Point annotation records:
....
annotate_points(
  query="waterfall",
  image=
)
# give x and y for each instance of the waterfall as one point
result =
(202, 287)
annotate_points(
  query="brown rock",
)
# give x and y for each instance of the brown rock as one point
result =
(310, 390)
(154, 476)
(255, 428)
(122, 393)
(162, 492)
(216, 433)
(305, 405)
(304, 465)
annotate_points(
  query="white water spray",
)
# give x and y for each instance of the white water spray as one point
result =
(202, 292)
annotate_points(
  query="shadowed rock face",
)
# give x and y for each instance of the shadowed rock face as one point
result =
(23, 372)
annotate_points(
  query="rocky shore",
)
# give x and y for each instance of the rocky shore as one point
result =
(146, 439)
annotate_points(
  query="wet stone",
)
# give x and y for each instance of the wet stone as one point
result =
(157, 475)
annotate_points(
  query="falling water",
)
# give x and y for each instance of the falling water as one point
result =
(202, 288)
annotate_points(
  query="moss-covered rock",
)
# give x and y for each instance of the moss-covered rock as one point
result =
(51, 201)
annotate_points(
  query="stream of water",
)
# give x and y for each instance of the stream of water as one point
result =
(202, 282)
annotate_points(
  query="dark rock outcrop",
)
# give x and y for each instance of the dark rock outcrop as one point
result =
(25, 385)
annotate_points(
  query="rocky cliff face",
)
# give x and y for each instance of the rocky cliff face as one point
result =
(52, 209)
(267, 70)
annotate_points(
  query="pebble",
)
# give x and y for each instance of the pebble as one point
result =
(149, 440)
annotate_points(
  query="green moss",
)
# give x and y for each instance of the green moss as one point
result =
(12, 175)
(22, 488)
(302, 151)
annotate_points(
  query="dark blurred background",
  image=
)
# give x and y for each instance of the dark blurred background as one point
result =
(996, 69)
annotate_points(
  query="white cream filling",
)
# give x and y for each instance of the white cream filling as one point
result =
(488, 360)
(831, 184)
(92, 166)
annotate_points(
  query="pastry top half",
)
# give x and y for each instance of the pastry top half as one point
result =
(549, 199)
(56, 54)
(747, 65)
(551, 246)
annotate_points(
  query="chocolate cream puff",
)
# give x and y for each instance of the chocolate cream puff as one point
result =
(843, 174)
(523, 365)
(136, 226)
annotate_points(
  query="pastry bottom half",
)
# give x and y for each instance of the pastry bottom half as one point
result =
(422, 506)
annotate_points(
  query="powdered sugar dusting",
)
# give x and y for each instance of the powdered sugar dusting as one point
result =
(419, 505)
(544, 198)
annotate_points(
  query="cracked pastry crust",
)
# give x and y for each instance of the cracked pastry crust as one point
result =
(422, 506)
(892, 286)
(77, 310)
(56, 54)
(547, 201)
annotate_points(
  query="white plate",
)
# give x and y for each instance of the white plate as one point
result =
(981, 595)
....
TASK INSTRUCTIONS:
Write out the entire listing exactly.

PROBLEM SOLUTION:
annotate_points(
  query="waterfall",
  image=
)
# give x and y for each instance of the waterfall as one point
result =
(202, 287)
annotate_points(
  query="brown rock",
)
# give x and y for each instance of the brown rock as one point
result =
(310, 390)
(154, 476)
(255, 428)
(122, 393)
(162, 492)
(216, 433)
(305, 405)
(304, 465)
annotate_points(
  query="white water spray",
)
# give x and y for each instance of the white water spray as one point
result =
(202, 292)
annotate_points(
  query="shadowed rock face",
)
# give x and y for each instance of the shadowed rock face as one point
result =
(23, 372)
annotate_points(
  query="rocky shore",
)
# give x and y for each instance of the rocky shore as one point
result =
(146, 439)
annotate_points(
  query="wet stone",
)
# give x and y for each instance of the wet stone as one point
result =
(157, 475)
annotate_points(
  query="falling water",
)
# give x and y for each instance of the falling water as one point
result =
(202, 288)
annotate_points(
  query="moss-covered rock",
)
# give x and y for each instance of the moss-covered rock as one point
result =
(51, 201)
annotate_points(
  query="stream of water",
)
# give x and y for each instance of the stream of water as one point
result =
(202, 282)
annotate_points(
  query="dark rock outcrop",
)
# give x and y for each instance of the dark rock outcrop as one point
result =
(25, 385)
annotate_points(
  query="rocky cliff face",
)
# give x and y for each instance of the rocky cliff face as one point
result =
(52, 209)
(267, 70)
annotate_points(
  query="pebble",
)
# give x and y for each instance of the pebble as one point
result =
(149, 440)
annotate_points(
  query="green moss",
)
# give x and y for each instance of the green moss as one point
result =
(12, 175)
(22, 488)
(302, 151)
annotate_points(
  query="dark blurred background",
  image=
)
# give x and y for each instance of the dark blurred background as one point
result =
(996, 69)
annotate_points(
  query="white cream filling",
)
# give x and y for each instance of the white cream filling as one point
result =
(488, 360)
(831, 184)
(92, 166)
annotate_points(
  query="pastry top half",
)
# give x and y for each instance of the pastry top half as one point
result =
(549, 199)
(56, 54)
(747, 65)
(551, 246)
annotate_points(
  query="chocolate cream puff",
)
# give x and y for each instance of the chocolate cream puff as one point
result =
(843, 174)
(523, 365)
(136, 226)
annotate_points(
  query="pastry bottom half",
)
# give x and y for each instance of the pastry bottom half as one point
result =
(422, 506)
annotate_points(
  query="powdered sugar dusting",
)
# give x and y for each instance of the powdered sugar dusting as one point
result =
(419, 505)
(544, 198)
annotate_points(
  query="cracked pastry crust",
)
# give x and y for each instance of the cracked pastry crust as one point
result =
(422, 506)
(892, 286)
(77, 310)
(56, 54)
(547, 201)
annotate_points(
  query="white plate",
)
# give x and y for each instance of the white plate as one point
result =
(981, 595)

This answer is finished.